What is needed:
Your output should be an exact copy of the records, with no pictures in it.

"""

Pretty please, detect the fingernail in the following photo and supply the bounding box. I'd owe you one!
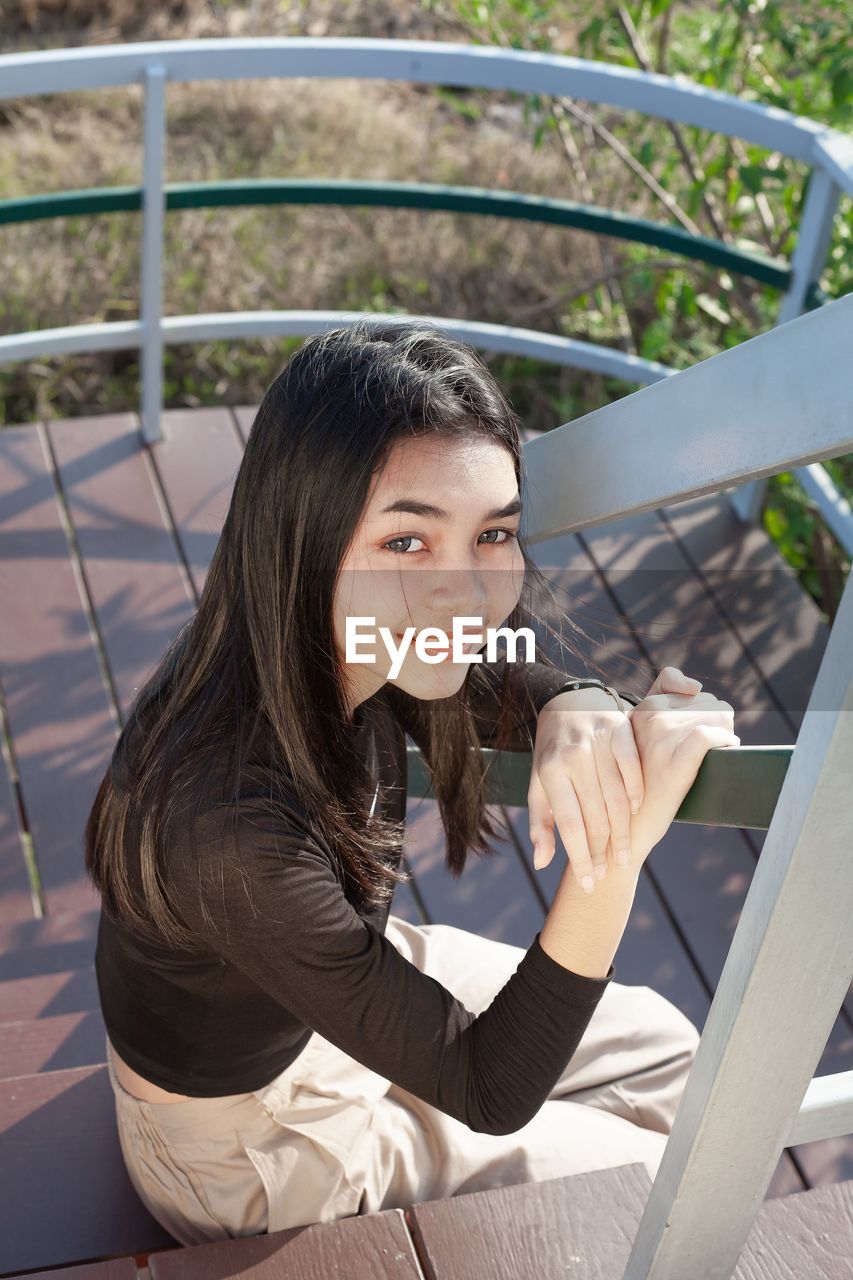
[594,863,607,880]
[630,798,640,814]
[580,875,595,894]
[532,843,543,869]
[615,849,630,866]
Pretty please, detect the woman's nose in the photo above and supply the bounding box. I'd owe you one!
[426,565,488,613]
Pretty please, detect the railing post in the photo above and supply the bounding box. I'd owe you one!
[728,165,841,525]
[620,565,853,1280]
[140,65,167,445]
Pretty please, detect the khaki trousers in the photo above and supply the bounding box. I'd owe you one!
[105,913,701,1246]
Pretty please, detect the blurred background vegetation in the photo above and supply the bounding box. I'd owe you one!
[0,0,850,620]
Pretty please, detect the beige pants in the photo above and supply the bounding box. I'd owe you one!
[105,913,701,1246]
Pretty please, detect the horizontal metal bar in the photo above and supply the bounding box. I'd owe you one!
[786,1071,853,1146]
[0,38,842,174]
[0,319,143,360]
[0,310,674,386]
[0,189,142,222]
[520,292,853,540]
[407,743,792,829]
[0,181,792,289]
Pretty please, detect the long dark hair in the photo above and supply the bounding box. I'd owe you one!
[85,317,625,949]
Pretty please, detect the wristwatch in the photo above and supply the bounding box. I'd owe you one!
[609,686,642,708]
[551,679,640,712]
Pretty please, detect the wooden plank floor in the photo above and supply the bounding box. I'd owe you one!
[0,406,850,1202]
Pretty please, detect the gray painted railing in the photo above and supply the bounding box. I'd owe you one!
[2,40,853,1277]
[0,37,851,548]
[433,295,850,1280]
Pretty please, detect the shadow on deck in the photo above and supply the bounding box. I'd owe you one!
[0,406,849,1252]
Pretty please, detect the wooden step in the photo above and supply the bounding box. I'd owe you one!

"""

Exercise solution:
Pretty please, detect the fingernail in the following photo and supply the bounding box. I'd owe you one!
[594,863,607,880]
[630,798,640,814]
[580,875,595,894]
[532,843,543,869]
[615,849,630,866]
Pretty please, detect the woman's nose in the photo above and supply the bounding box. I'd owe you one!
[426,565,488,613]
Pretty please, detect the railing post in the photo above and supply the bounding box. I'd owe you one!
[728,165,841,525]
[620,565,853,1280]
[140,65,167,445]
Pretty please, detect the khaki trousers in the photo above and supply the bounding box. I'd owe you one!
[105,913,701,1246]
Pretty please, detect the blurred background vegetation in the photo above and supply the bounding box. I'd owe you one!
[0,0,850,620]
Pretty please, detect the beige pants in the photo above and supply the bounding box. I'd owe you one!
[105,913,701,1246]
Pretty please, detect the horizontal metal bar in the photo above and supply the bounding box. I'd owe you one!
[786,1071,853,1146]
[0,38,842,174]
[0,319,143,360]
[0,310,674,386]
[0,189,142,222]
[520,292,853,540]
[407,743,792,829]
[0,181,792,289]
Pretty please, detect the long dark hair in the photo above and supply the bounding box. I'd owe you one!
[85,317,625,949]
Pretty please, detect the wristwatch in the photo above and supply the bounding box. I'd owe you one!
[609,686,642,708]
[551,679,640,712]
Pretty please, detect the wooden plank floor in the photo above and supply the bounding box. I'd owe you one!
[0,406,850,1202]
Pretty please, detect the gray painted railing in the photo above and supply the bounding box. I'd owe you one!
[2,40,853,1277]
[0,37,851,548]
[433,295,850,1280]
Pretty please, detect the shadow on deck in the photo above and supply the bounding box. I'd owe you one!
[0,406,849,1252]
Pretty please, detect the wooden step in the photo above and supply the bounding box. I'd owe you one!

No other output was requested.